Without the pictures, write the listing below out again, line for line.

§

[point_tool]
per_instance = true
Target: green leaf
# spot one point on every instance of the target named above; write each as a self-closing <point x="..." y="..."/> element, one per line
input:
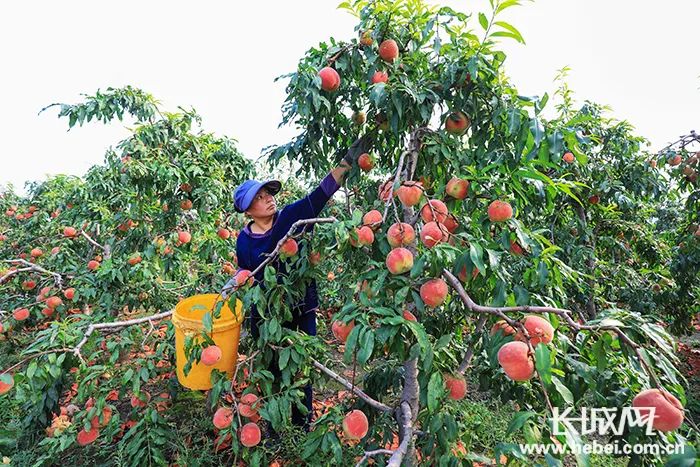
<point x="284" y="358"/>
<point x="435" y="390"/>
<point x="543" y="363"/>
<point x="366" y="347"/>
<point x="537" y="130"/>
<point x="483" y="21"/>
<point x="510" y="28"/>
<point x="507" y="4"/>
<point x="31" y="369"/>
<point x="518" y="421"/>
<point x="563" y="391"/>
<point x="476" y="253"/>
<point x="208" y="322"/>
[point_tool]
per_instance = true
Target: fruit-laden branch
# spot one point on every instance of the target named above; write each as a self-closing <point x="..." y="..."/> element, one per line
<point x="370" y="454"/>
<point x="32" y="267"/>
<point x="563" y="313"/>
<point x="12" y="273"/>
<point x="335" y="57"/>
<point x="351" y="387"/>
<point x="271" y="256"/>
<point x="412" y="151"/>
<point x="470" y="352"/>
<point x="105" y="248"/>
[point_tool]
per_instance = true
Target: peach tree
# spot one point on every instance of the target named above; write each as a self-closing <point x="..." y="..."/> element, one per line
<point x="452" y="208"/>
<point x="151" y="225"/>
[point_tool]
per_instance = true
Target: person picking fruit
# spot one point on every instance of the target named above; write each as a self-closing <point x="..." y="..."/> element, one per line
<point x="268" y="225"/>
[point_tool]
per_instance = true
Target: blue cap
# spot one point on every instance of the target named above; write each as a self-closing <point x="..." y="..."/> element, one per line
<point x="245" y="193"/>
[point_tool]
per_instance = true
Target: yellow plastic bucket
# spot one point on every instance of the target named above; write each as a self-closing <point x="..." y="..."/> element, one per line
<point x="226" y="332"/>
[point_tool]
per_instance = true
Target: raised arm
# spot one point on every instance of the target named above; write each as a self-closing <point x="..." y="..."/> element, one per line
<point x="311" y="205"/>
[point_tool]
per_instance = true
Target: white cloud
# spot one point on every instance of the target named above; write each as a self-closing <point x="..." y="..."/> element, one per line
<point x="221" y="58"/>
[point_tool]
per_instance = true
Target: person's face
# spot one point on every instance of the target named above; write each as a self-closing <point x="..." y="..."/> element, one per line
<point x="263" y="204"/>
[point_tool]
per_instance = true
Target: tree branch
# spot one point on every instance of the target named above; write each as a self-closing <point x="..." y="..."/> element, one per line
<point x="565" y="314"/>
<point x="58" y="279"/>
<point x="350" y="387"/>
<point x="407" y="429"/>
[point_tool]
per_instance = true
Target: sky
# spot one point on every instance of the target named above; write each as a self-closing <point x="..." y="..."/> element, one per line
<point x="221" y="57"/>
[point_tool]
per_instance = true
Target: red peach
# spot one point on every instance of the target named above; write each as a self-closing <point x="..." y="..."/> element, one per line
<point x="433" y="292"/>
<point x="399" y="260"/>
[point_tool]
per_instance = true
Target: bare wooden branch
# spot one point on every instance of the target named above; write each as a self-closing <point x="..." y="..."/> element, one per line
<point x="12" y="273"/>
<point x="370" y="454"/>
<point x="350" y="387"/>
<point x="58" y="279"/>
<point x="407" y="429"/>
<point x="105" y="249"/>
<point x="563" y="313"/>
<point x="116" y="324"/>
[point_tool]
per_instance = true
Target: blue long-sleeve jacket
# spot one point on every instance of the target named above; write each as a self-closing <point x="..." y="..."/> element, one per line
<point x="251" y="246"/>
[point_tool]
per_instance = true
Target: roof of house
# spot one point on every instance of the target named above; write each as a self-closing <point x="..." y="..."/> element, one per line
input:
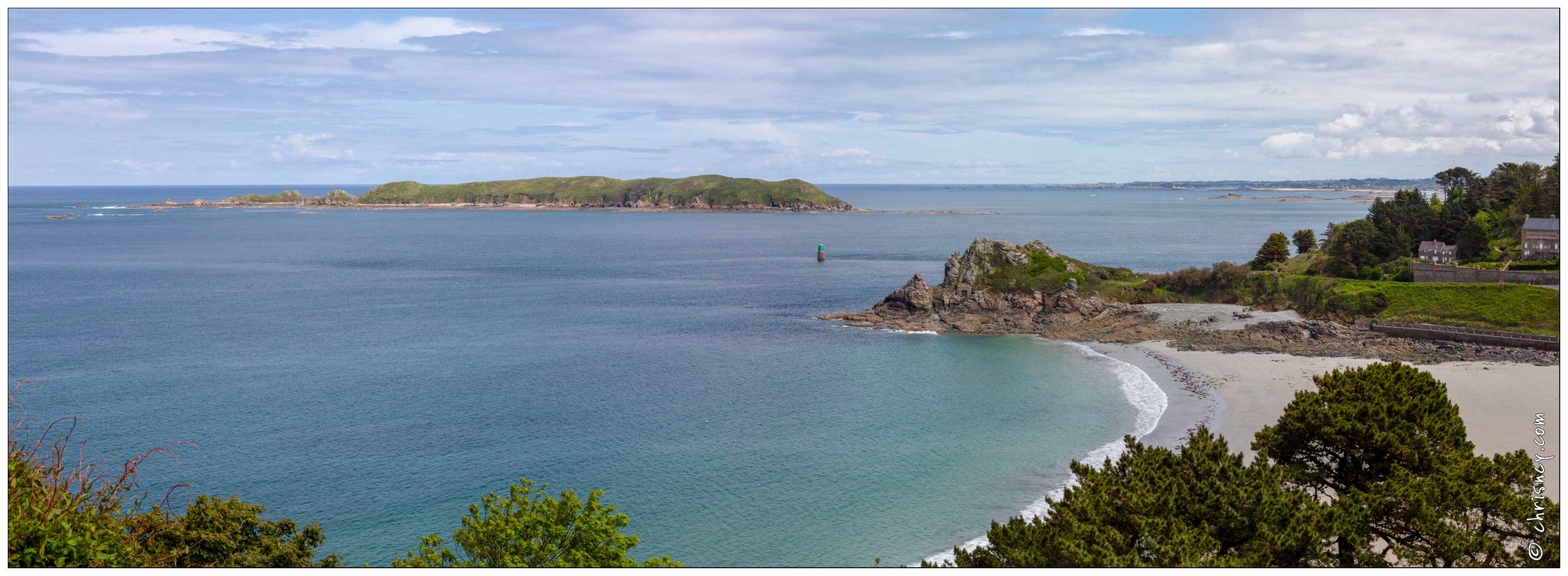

§

**ANSWER SPACE**
[point_tool]
per_instance = true
Target: green leaf
# spot one point on every instance of the target named above; write each as a self-closing <point x="..." y="..."/> element, one per line
input:
<point x="284" y="358"/>
<point x="435" y="390"/>
<point x="543" y="363"/>
<point x="366" y="347"/>
<point x="537" y="130"/>
<point x="483" y="21"/>
<point x="510" y="28"/>
<point x="507" y="4"/>
<point x="31" y="369"/>
<point x="518" y="421"/>
<point x="563" y="391"/>
<point x="476" y="253"/>
<point x="208" y="322"/>
[point_tool]
per_instance = true
Target: fruit-laden branch
# spot one point on every instance of the target named above; write each as a self-closing <point x="..." y="..."/> element, one per line
<point x="370" y="454"/>
<point x="32" y="267"/>
<point x="563" y="313"/>
<point x="12" y="273"/>
<point x="335" y="57"/>
<point x="351" y="387"/>
<point x="271" y="256"/>
<point x="412" y="151"/>
<point x="470" y="352"/>
<point x="105" y="248"/>
[point_tool]
per_instance = true
Target: peach tree
# spot one point on every instance of the target named above; write each as a self-closing <point x="..." y="..."/> element, one per line
<point x="452" y="208"/>
<point x="151" y="225"/>
[point_tool]
per_instance = true
Target: person picking fruit
# spot one point on every instance of the target named above; write each as a self-closing <point x="..." y="..."/> element, one per line
<point x="268" y="225"/>
[point_tool]
per_instance = true
Target: blue cap
# spot one point on every instance of the target named above; write each as a self-closing <point x="..." y="..."/> element, one per line
<point x="245" y="193"/>
[point_tool]
per_instance = true
Target: yellow plastic bucket
# spot one point on every instance of the target named above; write each as a self-closing <point x="..." y="..."/> element, one per line
<point x="226" y="332"/>
[point_tool]
per_instance = true
Target: raised arm
# spot one point on every instance of the target named above; write each as a self-closing <point x="..." y="..."/> element, one per line
<point x="311" y="205"/>
[point_tool]
per_instance = true
Target: white cloud
# spot one point on every instance of the target named above; write each as a self-closing <point x="..." y="..."/> element, one per line
<point x="221" y="58"/>
[point_tool]
per_instance = true
Target: person's face
# spot one point on every instance of the target named above; write each as a self-closing <point x="..." y="..."/> element, one per line
<point x="263" y="204"/>
[point_tool]
per_instance = true
Target: tree branch
# spot one point on every instance of the target named above; write each as a self-closing <point x="..." y="..."/> element, one per line
<point x="565" y="314"/>
<point x="58" y="279"/>
<point x="350" y="387"/>
<point x="407" y="429"/>
[point_tool]
per_instance = true
Target: sky
# spot one point on every instance of the target named above; write each as a self-closing <point x="..." y="..."/> element, one per line
<point x="221" y="57"/>
[point_tool]
per_instance = true
Target: red peach
# spot one point on every instance of the target named above; write each as a self-closing <point x="..." y="..."/> element, one per line
<point x="433" y="292"/>
<point x="399" y="260"/>
[point_tool]
per_instance = true
Target: bare wooden branch
# spot one point on every instance of the target named above; write each as a self-closing <point x="..." y="..."/> element, one per line
<point x="12" y="273"/>
<point x="370" y="454"/>
<point x="350" y="387"/>
<point x="58" y="279"/>
<point x="407" y="429"/>
<point x="105" y="249"/>
<point x="563" y="313"/>
<point x="116" y="324"/>
[point_tool]
per_instance = true
Target: blue long-sleeve jacket
# spot one point on every instance of the target named above; write each as a self-closing <point x="..." y="..."/> element, one per line
<point x="251" y="246"/>
[point_tool]
per_instance = true
Target: roof of house
# spot one point on every instance of the target named above; write each as a self-closing <point x="..." y="..."/> element, one per line
input:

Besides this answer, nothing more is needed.